WHAT THE TASK REQUIRES
Can you put the lines of the material below, from the line with "Mark every instance of the military" through the end of the material, into a Markdown table with the columns Row and Entry? Number each line in Row and leave out any blank lines.

· · · ·

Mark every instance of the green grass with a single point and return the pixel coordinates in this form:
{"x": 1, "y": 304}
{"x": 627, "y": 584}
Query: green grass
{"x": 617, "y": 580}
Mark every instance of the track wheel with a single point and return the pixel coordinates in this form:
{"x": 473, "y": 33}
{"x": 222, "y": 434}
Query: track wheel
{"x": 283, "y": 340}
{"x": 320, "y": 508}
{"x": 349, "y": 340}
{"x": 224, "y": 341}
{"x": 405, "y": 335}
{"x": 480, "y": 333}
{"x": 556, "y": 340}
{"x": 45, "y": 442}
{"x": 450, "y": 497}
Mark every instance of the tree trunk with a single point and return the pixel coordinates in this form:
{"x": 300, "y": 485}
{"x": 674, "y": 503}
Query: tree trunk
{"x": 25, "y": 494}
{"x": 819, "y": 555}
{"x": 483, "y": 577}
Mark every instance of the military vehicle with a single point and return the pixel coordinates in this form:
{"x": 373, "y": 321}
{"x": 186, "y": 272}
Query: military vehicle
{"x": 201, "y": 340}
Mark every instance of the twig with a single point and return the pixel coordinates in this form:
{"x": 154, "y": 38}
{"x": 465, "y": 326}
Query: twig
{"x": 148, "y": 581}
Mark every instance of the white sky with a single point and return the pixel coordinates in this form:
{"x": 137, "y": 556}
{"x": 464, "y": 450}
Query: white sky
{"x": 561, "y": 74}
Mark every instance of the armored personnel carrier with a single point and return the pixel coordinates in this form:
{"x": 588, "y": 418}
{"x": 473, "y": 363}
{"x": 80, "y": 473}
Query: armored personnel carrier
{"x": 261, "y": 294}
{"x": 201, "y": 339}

· · · ·

THE RESPONSE
| Row | Entry |
|---|---|
| 1 | Mark every instance of the military vehicle with a single point and return the pixel coordinates in this form: |
| 2 | {"x": 373, "y": 321} |
| 3 | {"x": 186, "y": 272} |
| 4 | Query: military vehicle |
| 5 | {"x": 201, "y": 340} |
| 6 | Mark every instance of the twig with a single point and return the pixel coordinates in this form: |
| 7 | {"x": 154, "y": 38} |
| 8 | {"x": 465, "y": 326} |
| 9 | Query: twig |
| 10 | {"x": 148, "y": 581} |
| 11 | Mark every instance of the white sky with a single point and return the pixel coordinates in this form: |
| 12 | {"x": 137, "y": 556} |
| 13 | {"x": 464, "y": 450} |
| 14 | Query: white sky |
| 15 | {"x": 561, "y": 74} |
| 16 | Mark every instance of the armored personnel carrier with a single point and return the pixel coordinates in this form: |
| 17 | {"x": 588, "y": 418} |
| 18 | {"x": 473, "y": 363} |
| 19 | {"x": 80, "y": 473} |
| 20 | Query: armored personnel carrier |
| 21 | {"x": 261, "y": 294} |
| 22 | {"x": 201, "y": 339} |